Work instruction: Could you output only the lines from the one containing "of the trimmed" through the last line of the data, both included?

Information given:
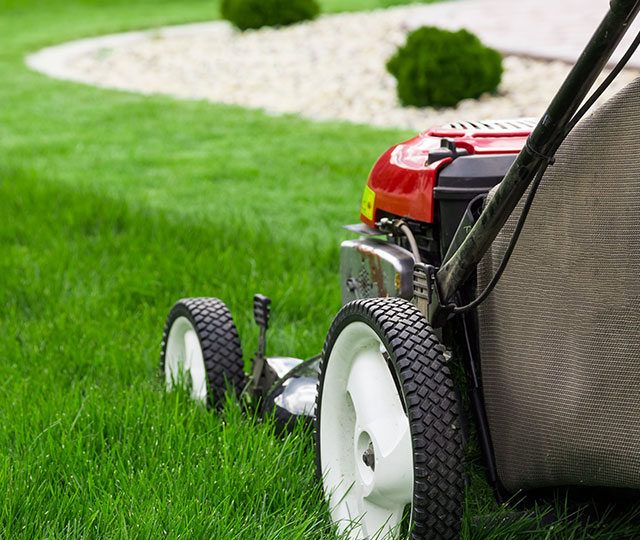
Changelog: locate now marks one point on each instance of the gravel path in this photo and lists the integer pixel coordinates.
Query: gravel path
(331, 68)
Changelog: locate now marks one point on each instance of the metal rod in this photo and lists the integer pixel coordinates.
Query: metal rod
(458, 268)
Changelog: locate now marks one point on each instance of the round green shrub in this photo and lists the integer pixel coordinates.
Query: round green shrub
(256, 13)
(439, 68)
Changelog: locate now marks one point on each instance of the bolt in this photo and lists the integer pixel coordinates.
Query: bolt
(369, 457)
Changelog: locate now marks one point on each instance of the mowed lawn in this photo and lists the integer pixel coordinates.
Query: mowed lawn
(113, 206)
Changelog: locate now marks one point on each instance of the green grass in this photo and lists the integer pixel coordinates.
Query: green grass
(114, 205)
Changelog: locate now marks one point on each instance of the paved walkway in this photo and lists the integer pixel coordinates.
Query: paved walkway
(551, 29)
(334, 67)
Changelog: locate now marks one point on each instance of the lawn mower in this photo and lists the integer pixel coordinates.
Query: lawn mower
(546, 346)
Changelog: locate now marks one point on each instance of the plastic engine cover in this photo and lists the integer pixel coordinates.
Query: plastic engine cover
(402, 181)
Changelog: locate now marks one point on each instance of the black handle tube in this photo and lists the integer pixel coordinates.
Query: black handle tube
(457, 269)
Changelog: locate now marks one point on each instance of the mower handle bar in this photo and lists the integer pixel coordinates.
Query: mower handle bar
(541, 145)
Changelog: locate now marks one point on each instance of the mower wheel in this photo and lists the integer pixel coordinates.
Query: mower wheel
(201, 350)
(388, 446)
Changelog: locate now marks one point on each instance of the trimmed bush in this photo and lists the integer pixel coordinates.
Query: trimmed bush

Written answer:
Changelog: locate now marks one point on each instance of the trimmed bush in this photo and lists the integer pixel coordinates.
Query: trimmed bush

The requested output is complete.